Work to be completed: Update the records from the line that has "Can you spot the wall-mounted" through the line that has "x=440, y=280", and give back only those lines with "roof overhang" changed to "roof eave" and nothing else altered. Leave the pictures out of the answer.

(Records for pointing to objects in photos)

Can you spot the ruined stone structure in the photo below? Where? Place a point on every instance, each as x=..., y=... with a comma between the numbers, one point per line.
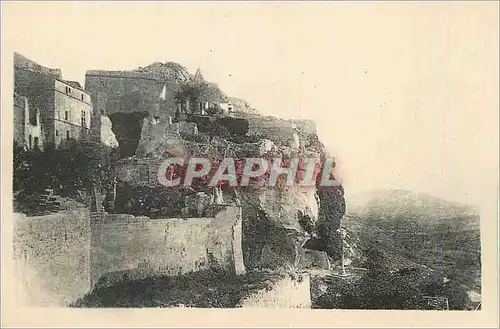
x=289, y=292
x=27, y=126
x=65, y=108
x=62, y=256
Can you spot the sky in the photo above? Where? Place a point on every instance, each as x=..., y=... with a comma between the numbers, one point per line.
x=405, y=95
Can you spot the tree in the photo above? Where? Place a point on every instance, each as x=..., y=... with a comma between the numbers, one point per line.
x=192, y=90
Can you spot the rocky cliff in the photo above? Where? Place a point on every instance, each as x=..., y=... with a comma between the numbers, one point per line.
x=277, y=221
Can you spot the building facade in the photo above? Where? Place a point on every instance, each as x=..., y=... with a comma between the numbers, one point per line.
x=65, y=109
x=27, y=127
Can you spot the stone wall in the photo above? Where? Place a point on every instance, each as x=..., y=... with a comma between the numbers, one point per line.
x=289, y=292
x=51, y=254
x=131, y=91
x=127, y=247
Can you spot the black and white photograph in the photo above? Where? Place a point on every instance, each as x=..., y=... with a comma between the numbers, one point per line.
x=220, y=155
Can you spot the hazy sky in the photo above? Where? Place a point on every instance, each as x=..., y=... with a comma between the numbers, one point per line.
x=405, y=95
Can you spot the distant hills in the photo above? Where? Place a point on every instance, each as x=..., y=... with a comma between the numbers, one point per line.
x=440, y=234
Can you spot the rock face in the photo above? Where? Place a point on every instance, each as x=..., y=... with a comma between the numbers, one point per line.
x=277, y=222
x=107, y=136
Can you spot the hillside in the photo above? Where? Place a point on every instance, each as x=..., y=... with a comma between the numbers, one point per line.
x=439, y=234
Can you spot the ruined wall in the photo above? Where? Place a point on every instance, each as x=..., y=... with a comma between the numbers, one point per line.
x=131, y=91
x=289, y=292
x=19, y=114
x=39, y=89
x=51, y=254
x=280, y=130
x=128, y=247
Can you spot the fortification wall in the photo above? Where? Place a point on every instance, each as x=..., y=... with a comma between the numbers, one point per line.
x=131, y=91
x=289, y=292
x=51, y=254
x=126, y=247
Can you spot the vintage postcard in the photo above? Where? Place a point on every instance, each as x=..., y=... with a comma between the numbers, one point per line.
x=291, y=164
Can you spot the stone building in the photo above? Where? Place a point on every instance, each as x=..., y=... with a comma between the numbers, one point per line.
x=65, y=108
x=27, y=127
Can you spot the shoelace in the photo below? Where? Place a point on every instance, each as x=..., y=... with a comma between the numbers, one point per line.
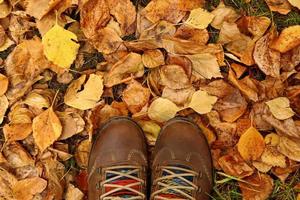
x=167, y=185
x=117, y=171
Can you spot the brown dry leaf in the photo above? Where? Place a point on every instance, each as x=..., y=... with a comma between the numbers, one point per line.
x=153, y=58
x=202, y=102
x=288, y=39
x=257, y=187
x=280, y=108
x=73, y=193
x=167, y=10
x=199, y=36
x=123, y=70
x=17, y=156
x=94, y=16
x=82, y=153
x=295, y=3
x=251, y=144
x=136, y=96
x=162, y=110
x=281, y=6
x=3, y=84
x=46, y=128
x=223, y=14
x=233, y=164
x=174, y=77
x=244, y=88
x=125, y=14
x=3, y=107
x=231, y=104
x=273, y=157
x=180, y=96
x=26, y=189
x=290, y=148
x=206, y=65
x=87, y=97
x=72, y=123
x=268, y=60
x=40, y=8
x=23, y=67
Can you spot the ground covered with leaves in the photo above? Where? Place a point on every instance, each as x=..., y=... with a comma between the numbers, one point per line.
x=232, y=66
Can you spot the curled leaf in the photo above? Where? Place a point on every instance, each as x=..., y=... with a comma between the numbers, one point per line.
x=162, y=110
x=199, y=18
x=202, y=102
x=280, y=108
x=251, y=144
x=89, y=96
x=46, y=129
x=60, y=46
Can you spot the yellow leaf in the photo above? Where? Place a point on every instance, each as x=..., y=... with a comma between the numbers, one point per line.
x=251, y=144
x=206, y=65
x=288, y=39
x=46, y=128
x=26, y=189
x=60, y=46
x=89, y=96
x=162, y=110
x=295, y=3
x=202, y=102
x=280, y=108
x=199, y=18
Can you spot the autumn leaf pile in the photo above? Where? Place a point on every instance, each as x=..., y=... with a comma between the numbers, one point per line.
x=71, y=65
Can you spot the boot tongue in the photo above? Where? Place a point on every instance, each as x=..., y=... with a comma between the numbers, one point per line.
x=123, y=181
x=176, y=182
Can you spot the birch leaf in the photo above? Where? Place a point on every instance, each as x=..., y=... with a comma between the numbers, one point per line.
x=162, y=110
x=202, y=102
x=280, y=108
x=199, y=18
x=60, y=46
x=46, y=129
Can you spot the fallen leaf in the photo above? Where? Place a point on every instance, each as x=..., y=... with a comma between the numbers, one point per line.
x=26, y=189
x=280, y=108
x=249, y=141
x=202, y=102
x=174, y=77
x=288, y=39
x=73, y=193
x=89, y=96
x=290, y=148
x=273, y=157
x=46, y=128
x=268, y=60
x=162, y=110
x=223, y=14
x=136, y=96
x=256, y=187
x=199, y=18
x=60, y=46
x=72, y=123
x=233, y=164
x=153, y=58
x=82, y=153
x=3, y=107
x=206, y=65
x=295, y=3
x=281, y=6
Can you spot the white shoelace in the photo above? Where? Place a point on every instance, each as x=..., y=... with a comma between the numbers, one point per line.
x=178, y=189
x=117, y=188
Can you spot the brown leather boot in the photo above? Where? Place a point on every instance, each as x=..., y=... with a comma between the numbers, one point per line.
x=182, y=165
x=118, y=163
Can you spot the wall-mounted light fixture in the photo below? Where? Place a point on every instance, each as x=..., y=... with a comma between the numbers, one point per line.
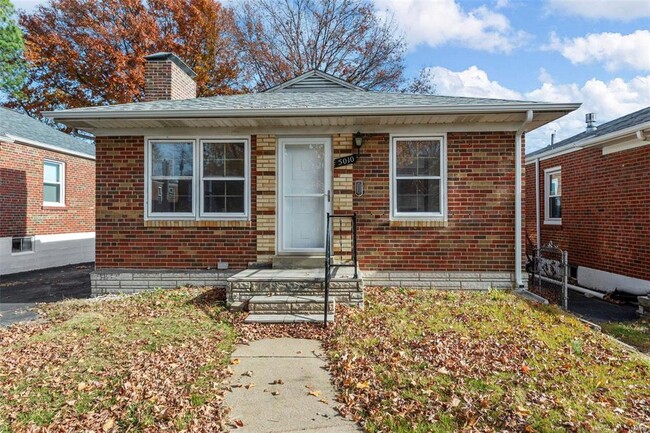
x=358, y=142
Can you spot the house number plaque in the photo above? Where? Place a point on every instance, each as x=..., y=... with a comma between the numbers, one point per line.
x=345, y=160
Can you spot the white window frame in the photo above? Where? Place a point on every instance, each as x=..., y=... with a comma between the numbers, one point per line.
x=197, y=213
x=427, y=216
x=17, y=253
x=547, y=189
x=60, y=184
x=148, y=178
x=225, y=216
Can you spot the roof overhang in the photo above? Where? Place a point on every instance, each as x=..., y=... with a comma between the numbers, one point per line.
x=623, y=139
x=101, y=122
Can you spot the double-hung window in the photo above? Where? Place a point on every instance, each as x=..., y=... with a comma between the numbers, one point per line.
x=23, y=244
x=553, y=195
x=171, y=178
x=197, y=179
x=53, y=183
x=223, y=178
x=418, y=181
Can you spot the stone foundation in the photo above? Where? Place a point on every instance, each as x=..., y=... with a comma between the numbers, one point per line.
x=107, y=281
x=346, y=292
x=440, y=280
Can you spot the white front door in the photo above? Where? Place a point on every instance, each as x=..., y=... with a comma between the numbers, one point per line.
x=304, y=196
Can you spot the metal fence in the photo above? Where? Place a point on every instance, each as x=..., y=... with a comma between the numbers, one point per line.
x=548, y=271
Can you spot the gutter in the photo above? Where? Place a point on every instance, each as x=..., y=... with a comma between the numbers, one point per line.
x=63, y=115
x=538, y=226
x=637, y=130
x=14, y=139
x=518, y=134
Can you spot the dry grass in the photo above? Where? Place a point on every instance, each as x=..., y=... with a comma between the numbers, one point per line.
x=425, y=361
x=151, y=362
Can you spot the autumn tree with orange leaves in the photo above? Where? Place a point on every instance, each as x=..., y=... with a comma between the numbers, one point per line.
x=281, y=39
x=83, y=53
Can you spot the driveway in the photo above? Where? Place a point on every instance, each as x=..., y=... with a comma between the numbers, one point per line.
x=19, y=293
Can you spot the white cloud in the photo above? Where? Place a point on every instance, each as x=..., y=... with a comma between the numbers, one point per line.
x=617, y=10
x=435, y=23
x=614, y=50
x=473, y=82
x=608, y=100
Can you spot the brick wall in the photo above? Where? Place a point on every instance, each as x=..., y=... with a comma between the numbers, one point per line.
x=605, y=209
x=125, y=240
x=164, y=80
x=479, y=235
x=21, y=193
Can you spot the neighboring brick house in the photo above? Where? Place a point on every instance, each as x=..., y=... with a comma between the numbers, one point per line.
x=187, y=184
x=47, y=196
x=594, y=202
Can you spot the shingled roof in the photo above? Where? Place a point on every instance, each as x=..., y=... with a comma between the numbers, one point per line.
x=17, y=126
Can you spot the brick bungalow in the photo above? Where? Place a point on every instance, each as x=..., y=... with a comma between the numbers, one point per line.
x=47, y=196
x=590, y=195
x=196, y=189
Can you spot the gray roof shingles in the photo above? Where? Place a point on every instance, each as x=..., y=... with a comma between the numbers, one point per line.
x=627, y=121
x=297, y=100
x=22, y=126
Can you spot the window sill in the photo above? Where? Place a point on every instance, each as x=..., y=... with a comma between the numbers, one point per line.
x=198, y=223
x=418, y=223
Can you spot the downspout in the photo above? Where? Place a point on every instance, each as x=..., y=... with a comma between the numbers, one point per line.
x=518, y=277
x=538, y=225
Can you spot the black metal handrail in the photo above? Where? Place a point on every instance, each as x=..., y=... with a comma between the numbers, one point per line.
x=328, y=253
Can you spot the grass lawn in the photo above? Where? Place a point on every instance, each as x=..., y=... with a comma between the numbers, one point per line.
x=635, y=334
x=150, y=362
x=412, y=361
x=428, y=361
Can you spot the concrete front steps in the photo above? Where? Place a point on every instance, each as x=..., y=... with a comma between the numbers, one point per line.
x=291, y=295
x=344, y=288
x=289, y=309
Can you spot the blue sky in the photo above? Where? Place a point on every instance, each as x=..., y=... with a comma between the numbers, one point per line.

Exercise answer:
Can you spot the wall-mounted light fixture in the photo below? Where? Place a point on every instance, each as x=..., y=... with a comma between the numbers, one point per line.
x=358, y=142
Can you spot the house number plaque in the photo above? Where? Place a point on every instance, each as x=..., y=... with a comma between the numbers, one point per line.
x=345, y=160
Can you spot the white window frame in the photo above? Where? Place a point on every instance, each as x=..., y=... with a comma between the numbers, one point per line.
x=197, y=213
x=427, y=216
x=17, y=253
x=547, y=189
x=60, y=184
x=148, y=178
x=225, y=216
Can you spot the roof eave in the photo above? Where? Place a point on every instance, each as x=..., y=... with a comma between the numbers, one point per line.
x=623, y=139
x=101, y=122
Can you spot the double-hung window in the photo above? Where? Place a point on every instance, each as x=..., y=... with a comma between the numbers, one point per line.
x=23, y=244
x=553, y=195
x=171, y=178
x=197, y=179
x=53, y=183
x=223, y=178
x=418, y=181
Can you spot the stone foundation in the photo above? Where? Place a point on every instance, each as x=..., y=... with a comma between the numbers, one point per line.
x=107, y=281
x=346, y=292
x=440, y=280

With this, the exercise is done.